> Task
Output as a JSON list of strings, one per line with blank lines left out, the lines of the listing starting with the line containing "# Outline the region of every instance of the forearm." and going on through the line containing "--target forearm", both included.

#### Dataset excerpts ####

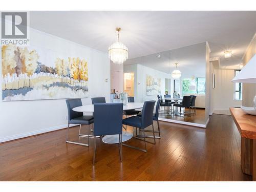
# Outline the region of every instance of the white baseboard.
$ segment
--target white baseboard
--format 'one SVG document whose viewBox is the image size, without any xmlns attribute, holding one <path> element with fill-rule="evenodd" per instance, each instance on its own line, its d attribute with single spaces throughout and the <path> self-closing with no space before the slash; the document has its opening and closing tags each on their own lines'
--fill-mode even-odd
<svg viewBox="0 0 256 192">
<path fill-rule="evenodd" d="M 70 124 L 70 126 L 77 126 L 76 124 Z M 64 124 L 60 125 L 53 126 L 51 127 L 43 129 L 41 130 L 34 131 L 30 132 L 24 133 L 20 134 L 11 135 L 10 136 L 0 138 L 0 143 L 3 142 L 11 141 L 12 140 L 20 139 L 29 136 L 32 136 L 35 135 L 38 135 L 44 133 L 49 132 L 53 131 L 61 130 L 61 129 L 66 128 L 68 127 L 68 124 Z"/>
<path fill-rule="evenodd" d="M 199 127 L 203 127 L 203 128 L 206 128 L 207 124 L 209 122 L 209 119 L 208 119 L 208 120 L 207 120 L 206 124 L 200 124 L 200 123 L 191 123 L 190 122 L 180 121 L 178 121 L 177 120 L 165 119 L 162 118 L 159 118 L 159 121 L 166 121 L 174 123 L 185 124 L 186 125 L 198 126 Z"/>
</svg>

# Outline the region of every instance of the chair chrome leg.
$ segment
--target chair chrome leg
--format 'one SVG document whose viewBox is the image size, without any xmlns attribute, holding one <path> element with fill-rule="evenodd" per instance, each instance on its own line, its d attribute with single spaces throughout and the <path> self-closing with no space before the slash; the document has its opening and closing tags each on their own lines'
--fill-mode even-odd
<svg viewBox="0 0 256 192">
<path fill-rule="evenodd" d="M 94 124 L 94 123 L 92 123 L 92 129 L 91 129 L 91 131 L 92 132 L 93 132 L 93 124 Z"/>
<path fill-rule="evenodd" d="M 146 151 L 146 138 L 145 138 L 145 132 L 144 131 L 144 129 L 143 130 L 143 135 L 144 135 L 144 143 L 145 143 L 145 151 L 146 152 L 147 151 Z"/>
<path fill-rule="evenodd" d="M 80 125 L 81 127 L 81 125 Z M 80 131 L 80 130 L 79 130 Z M 67 129 L 67 135 L 66 135 L 66 142 L 68 143 L 75 144 L 76 145 L 83 145 L 83 146 L 89 146 L 89 144 L 86 144 L 83 143 L 80 143 L 78 142 L 74 142 L 69 141 L 69 123 L 68 123 L 68 129 Z M 78 136 L 82 137 L 83 135 L 78 135 Z"/>
<path fill-rule="evenodd" d="M 153 130 L 154 143 L 154 144 L 156 144 L 156 137 L 155 136 L 155 131 L 154 130 L 154 122 L 152 123 L 152 129 Z"/>
<path fill-rule="evenodd" d="M 88 125 L 88 135 L 90 135 L 90 124 Z M 90 143 L 90 137 L 88 137 L 88 145 Z"/>
<path fill-rule="evenodd" d="M 160 134 L 160 126 L 159 126 L 159 121 L 157 120 L 157 126 L 158 127 L 158 134 L 159 134 L 159 137 L 161 137 Z"/>
<path fill-rule="evenodd" d="M 68 123 L 68 129 L 67 129 L 67 135 L 66 136 L 66 142 L 69 140 L 69 123 Z"/>
<path fill-rule="evenodd" d="M 94 153 L 93 154 L 93 164 L 94 165 L 95 162 L 95 156 L 96 156 L 96 137 L 94 137 Z"/>
<path fill-rule="evenodd" d="M 120 160 L 122 162 L 123 162 L 122 134 L 118 135 L 118 148 L 119 150 Z"/>
<path fill-rule="evenodd" d="M 79 127 L 79 133 L 78 134 L 78 135 L 80 135 L 80 133 L 81 133 L 81 126 L 82 125 L 81 124 L 80 124 L 80 127 Z"/>
</svg>

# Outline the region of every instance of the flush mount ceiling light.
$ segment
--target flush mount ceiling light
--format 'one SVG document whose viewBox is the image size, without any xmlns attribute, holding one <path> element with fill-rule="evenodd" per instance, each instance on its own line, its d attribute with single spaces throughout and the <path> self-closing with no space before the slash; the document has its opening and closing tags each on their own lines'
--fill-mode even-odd
<svg viewBox="0 0 256 192">
<path fill-rule="evenodd" d="M 180 78 L 180 77 L 181 76 L 181 72 L 180 72 L 180 71 L 177 69 L 177 65 L 178 65 L 178 63 L 176 62 L 175 65 L 176 65 L 176 69 L 173 71 L 173 72 L 172 73 L 172 77 L 174 79 L 177 79 Z"/>
<path fill-rule="evenodd" d="M 128 48 L 119 42 L 119 31 L 120 28 L 116 28 L 117 31 L 117 42 L 115 42 L 109 48 L 109 58 L 114 63 L 122 64 L 128 58 Z"/>
<path fill-rule="evenodd" d="M 225 58 L 231 57 L 231 51 L 227 51 L 224 52 Z"/>
</svg>

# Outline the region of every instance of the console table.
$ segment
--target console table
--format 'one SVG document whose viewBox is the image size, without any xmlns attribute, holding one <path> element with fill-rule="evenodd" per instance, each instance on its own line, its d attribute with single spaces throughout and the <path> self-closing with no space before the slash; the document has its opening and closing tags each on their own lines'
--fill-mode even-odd
<svg viewBox="0 0 256 192">
<path fill-rule="evenodd" d="M 240 108 L 229 110 L 241 136 L 242 170 L 256 181 L 256 116 L 247 114 Z"/>
</svg>

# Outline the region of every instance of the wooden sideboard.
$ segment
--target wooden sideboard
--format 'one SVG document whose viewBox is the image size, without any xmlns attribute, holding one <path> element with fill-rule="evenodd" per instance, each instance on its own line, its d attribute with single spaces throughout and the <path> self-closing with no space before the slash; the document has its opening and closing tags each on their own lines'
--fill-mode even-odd
<svg viewBox="0 0 256 192">
<path fill-rule="evenodd" d="M 242 170 L 256 181 L 256 116 L 247 114 L 240 108 L 230 108 L 230 111 L 241 136 Z"/>
</svg>

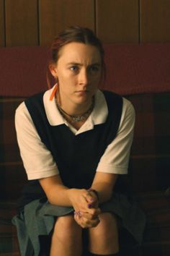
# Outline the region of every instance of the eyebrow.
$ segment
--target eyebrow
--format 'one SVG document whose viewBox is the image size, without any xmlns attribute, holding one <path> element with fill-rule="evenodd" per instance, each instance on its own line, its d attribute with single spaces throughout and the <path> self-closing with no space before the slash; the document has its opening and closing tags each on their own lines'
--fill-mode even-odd
<svg viewBox="0 0 170 256">
<path fill-rule="evenodd" d="M 68 63 L 67 65 L 68 65 L 68 66 L 70 66 L 70 65 L 83 66 L 82 64 L 81 64 L 81 63 L 77 63 L 77 62 L 70 62 L 70 63 Z M 99 62 L 95 62 L 95 63 L 91 64 L 89 65 L 89 66 L 101 66 L 101 63 L 99 63 Z"/>
</svg>

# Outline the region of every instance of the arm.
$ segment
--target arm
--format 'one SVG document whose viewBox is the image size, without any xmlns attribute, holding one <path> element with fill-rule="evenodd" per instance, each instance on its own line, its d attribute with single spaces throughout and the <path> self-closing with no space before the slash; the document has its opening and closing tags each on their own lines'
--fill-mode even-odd
<svg viewBox="0 0 170 256">
<path fill-rule="evenodd" d="M 99 193 L 99 202 L 109 200 L 118 175 L 128 172 L 134 124 L 134 108 L 128 101 L 124 99 L 117 136 L 102 156 L 91 184 L 91 188 Z"/>
<path fill-rule="evenodd" d="M 97 191 L 99 203 L 110 199 L 117 178 L 117 174 L 115 174 L 96 173 L 91 188 Z"/>
</svg>

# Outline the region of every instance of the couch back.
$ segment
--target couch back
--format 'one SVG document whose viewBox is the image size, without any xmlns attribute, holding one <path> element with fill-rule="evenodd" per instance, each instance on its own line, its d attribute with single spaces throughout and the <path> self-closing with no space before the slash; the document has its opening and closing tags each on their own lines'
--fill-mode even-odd
<svg viewBox="0 0 170 256">
<path fill-rule="evenodd" d="M 136 111 L 129 179 L 134 192 L 169 187 L 170 44 L 104 45 L 103 89 L 130 99 Z M 0 48 L 0 199 L 15 199 L 27 177 L 14 129 L 24 99 L 47 88 L 46 47 Z"/>
</svg>

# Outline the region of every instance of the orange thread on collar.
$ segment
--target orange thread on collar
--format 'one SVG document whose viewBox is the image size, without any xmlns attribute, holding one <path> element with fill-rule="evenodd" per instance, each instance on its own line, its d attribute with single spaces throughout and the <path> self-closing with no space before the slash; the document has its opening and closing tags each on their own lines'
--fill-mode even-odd
<svg viewBox="0 0 170 256">
<path fill-rule="evenodd" d="M 54 96 L 55 96 L 55 94 L 57 91 L 57 89 L 58 89 L 58 85 L 55 85 L 52 93 L 51 93 L 51 95 L 50 95 L 50 101 L 53 101 Z"/>
</svg>

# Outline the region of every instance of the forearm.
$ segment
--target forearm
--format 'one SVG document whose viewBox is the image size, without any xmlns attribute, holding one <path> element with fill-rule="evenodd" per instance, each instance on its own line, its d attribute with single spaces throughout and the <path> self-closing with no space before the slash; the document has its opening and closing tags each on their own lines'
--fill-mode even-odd
<svg viewBox="0 0 170 256">
<path fill-rule="evenodd" d="M 48 193 L 48 201 L 52 205 L 68 206 L 72 205 L 71 193 L 76 189 L 69 189 L 63 185 L 56 185 L 51 188 Z"/>
<path fill-rule="evenodd" d="M 59 175 L 41 179 L 39 182 L 52 205 L 73 206 L 71 198 L 78 189 L 64 186 Z"/>
<path fill-rule="evenodd" d="M 98 192 L 99 203 L 108 201 L 112 197 L 117 175 L 112 174 L 112 182 L 102 181 L 96 176 L 94 179 L 91 189 L 95 189 Z"/>
</svg>

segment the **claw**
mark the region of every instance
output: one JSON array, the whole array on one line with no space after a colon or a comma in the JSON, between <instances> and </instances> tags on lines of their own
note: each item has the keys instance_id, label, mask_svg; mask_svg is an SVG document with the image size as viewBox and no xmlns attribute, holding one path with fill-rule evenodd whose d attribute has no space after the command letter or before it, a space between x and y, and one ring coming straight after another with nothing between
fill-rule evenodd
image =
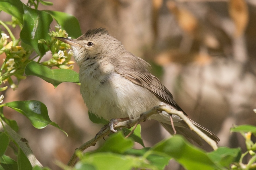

####

> Response to the exercise
[
  "# Outline the region of every instance of the forearm.",
  "$ segment",
  "--target forearm"
]